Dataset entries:
Content starts

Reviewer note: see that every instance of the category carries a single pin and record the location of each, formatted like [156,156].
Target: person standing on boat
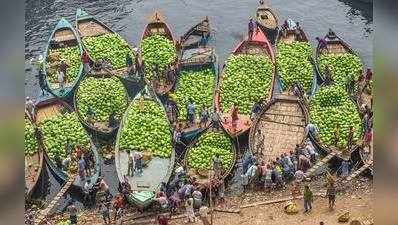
[81,165]
[255,110]
[308,198]
[89,161]
[234,115]
[130,163]
[252,27]
[130,65]
[297,31]
[345,168]
[86,62]
[30,107]
[90,115]
[191,112]
[260,142]
[112,122]
[105,212]
[331,193]
[322,44]
[163,219]
[72,213]
[204,116]
[215,120]
[311,129]
[138,162]
[189,210]
[350,138]
[328,76]
[42,81]
[62,73]
[119,216]
[217,163]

Content ends

§ **WORK TASK**
Drop the images, then copy the data exactly.

§ **RESULT OF THIS EXERCISE**
Reviewer note: see that every instance of the category carries a single pin and record the location of each, formatted like [156,156].
Target: person standing on boat
[81,165]
[255,110]
[308,198]
[89,161]
[234,115]
[130,163]
[252,27]
[130,65]
[297,31]
[345,168]
[86,62]
[30,107]
[90,115]
[191,112]
[260,142]
[112,122]
[105,212]
[331,193]
[322,44]
[163,219]
[72,213]
[204,116]
[215,120]
[311,129]
[138,162]
[189,210]
[350,138]
[328,76]
[42,81]
[62,73]
[119,216]
[217,163]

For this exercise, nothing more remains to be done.